WHAT IS BEING ASKED.
Arrange every line of the records below as a numbered list, omitting any blank lines.

Items from a data source
● ● ● ●

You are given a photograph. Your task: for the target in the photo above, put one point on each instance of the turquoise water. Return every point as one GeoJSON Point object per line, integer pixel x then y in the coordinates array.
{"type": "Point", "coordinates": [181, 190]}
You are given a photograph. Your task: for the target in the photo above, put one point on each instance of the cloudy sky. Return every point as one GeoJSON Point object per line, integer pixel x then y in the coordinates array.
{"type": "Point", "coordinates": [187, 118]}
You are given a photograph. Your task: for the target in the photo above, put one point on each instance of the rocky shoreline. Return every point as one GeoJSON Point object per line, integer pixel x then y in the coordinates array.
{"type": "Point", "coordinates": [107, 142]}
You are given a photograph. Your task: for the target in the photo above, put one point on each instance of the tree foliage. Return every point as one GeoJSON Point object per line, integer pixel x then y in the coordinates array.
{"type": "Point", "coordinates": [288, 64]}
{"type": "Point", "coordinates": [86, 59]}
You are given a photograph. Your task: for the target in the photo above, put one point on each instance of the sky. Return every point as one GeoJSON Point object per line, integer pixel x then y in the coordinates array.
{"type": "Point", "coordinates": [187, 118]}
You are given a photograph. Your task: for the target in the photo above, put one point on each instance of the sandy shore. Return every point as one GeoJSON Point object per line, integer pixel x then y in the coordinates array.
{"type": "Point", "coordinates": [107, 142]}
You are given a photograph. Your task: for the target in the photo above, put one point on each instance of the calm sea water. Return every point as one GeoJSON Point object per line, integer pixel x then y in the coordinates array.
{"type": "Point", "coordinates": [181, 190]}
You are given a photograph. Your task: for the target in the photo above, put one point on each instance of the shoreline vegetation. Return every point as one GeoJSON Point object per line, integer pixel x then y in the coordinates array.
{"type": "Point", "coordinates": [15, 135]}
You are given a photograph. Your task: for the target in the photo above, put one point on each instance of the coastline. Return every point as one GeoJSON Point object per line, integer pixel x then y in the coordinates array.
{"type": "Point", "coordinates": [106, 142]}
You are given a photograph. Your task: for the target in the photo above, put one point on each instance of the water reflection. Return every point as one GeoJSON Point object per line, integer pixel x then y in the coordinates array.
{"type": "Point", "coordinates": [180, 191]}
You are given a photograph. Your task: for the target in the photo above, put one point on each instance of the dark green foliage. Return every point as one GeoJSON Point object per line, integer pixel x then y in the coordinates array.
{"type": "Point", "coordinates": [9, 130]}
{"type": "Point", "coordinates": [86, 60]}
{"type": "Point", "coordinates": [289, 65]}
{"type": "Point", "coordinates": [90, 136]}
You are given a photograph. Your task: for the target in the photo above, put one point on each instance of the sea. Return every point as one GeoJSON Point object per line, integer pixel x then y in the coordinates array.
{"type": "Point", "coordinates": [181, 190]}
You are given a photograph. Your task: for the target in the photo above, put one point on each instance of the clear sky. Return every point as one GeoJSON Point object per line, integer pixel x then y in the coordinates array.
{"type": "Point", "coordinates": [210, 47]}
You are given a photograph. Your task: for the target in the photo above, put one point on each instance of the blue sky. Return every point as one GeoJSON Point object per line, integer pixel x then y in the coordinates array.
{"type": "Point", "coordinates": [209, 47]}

● ● ● ●

SOLUTION TO THIS TASK.
1. You are given a photograph. Your task: for the target in the photo above, put one point on each instance of the turquoise water. Return every point as one GeoJSON Point object per line, integer pixel x then y in the coordinates array.
2. {"type": "Point", "coordinates": [181, 190]}
3. You are given a photograph. Your task: for the target in the photo above, put one point on each instance of the cloudy sky. Return every point as one GeoJSON Point object per line, integer pixel x then y in the coordinates array.
4. {"type": "Point", "coordinates": [187, 118]}
5. You are given a photograph. Your task: for the target in the photo above, put one point on each instance of the rocky shoreline. Return every point as one GeoJSON Point object per line, integer pixel x then y in the coordinates array.
6. {"type": "Point", "coordinates": [107, 142]}
7. You are given a photograph. Your task: for the target in the photo above, put one point on each instance of the tree foliage. Return every point as one GeoJSON Point object per line, integer pixel x then y in the coordinates array.
8. {"type": "Point", "coordinates": [288, 64]}
9. {"type": "Point", "coordinates": [86, 59]}
10. You are given a photograph. Your task: for the target in the photo above, put one point on each instance of the sky. Return every point as one GeoJSON Point object per line, integer pixel x then y in the coordinates array.
11. {"type": "Point", "coordinates": [187, 118]}
12. You are given a photograph. Your task: for the target in the photo above, put one point on each instance of the sandy shore. Return every point as one GeoJSON Point object per line, integer pixel x then y in the coordinates array.
13. {"type": "Point", "coordinates": [107, 142]}
14. You are given a photograph. Your task: for the target in the photo above, put one point on each instance of the calm sea water. Return every point as one GeoJSON Point object per line, integer pixel x then y in the coordinates array.
15. {"type": "Point", "coordinates": [181, 190]}
16. You are given a photograph. Your task: for the target in the photo above, put one point on each instance of the shoreline vegetation. Return every point as one GeoJSON Point object per line, integer pixel x then y in the coordinates array.
17. {"type": "Point", "coordinates": [15, 135]}
18. You are given a photograph. Your task: for the target in the photo above, put one point on each instance of the coastline. Return every point as one GeoJSON Point object per line, integer pixel x then y in the coordinates array.
19. {"type": "Point", "coordinates": [106, 142]}
20. You are given a photograph. Your task: for the target in the photo above, put one point on each instance of the water reflection. Return every point as one GeoJSON Point object per line, integer pixel x then y in the coordinates array.
21. {"type": "Point", "coordinates": [180, 191]}
22. You are given a photograph. Your task: for the target in the photo above, put one point on each instance of the dark green foliage. Return every point as one GeoJSON Point object per line, integer pixel x then y in the coordinates array.
23. {"type": "Point", "coordinates": [9, 130]}
24. {"type": "Point", "coordinates": [86, 60]}
25. {"type": "Point", "coordinates": [289, 65]}
26. {"type": "Point", "coordinates": [90, 136]}
27. You are given a photograph. Your task: for the target in the photo above, put one point on each instance of the sea. Return every point as one GeoJSON Point object per line, integer pixel x then y in the coordinates array.
28. {"type": "Point", "coordinates": [181, 190]}
29. You are given a photograph. Your task: for the target in the photo above, put one point on each instance of the clear sky. Return every point as one GeoJSON Point object per line, integer pixel x then y in the coordinates array.
30. {"type": "Point", "coordinates": [210, 47]}
31. You are given a photograph. Your task: for the target in the photo above, put one point on each instance of the blue sky. Return every point as one GeoJSON Point object per line, integer pixel x then y in the coordinates array.
32. {"type": "Point", "coordinates": [209, 47]}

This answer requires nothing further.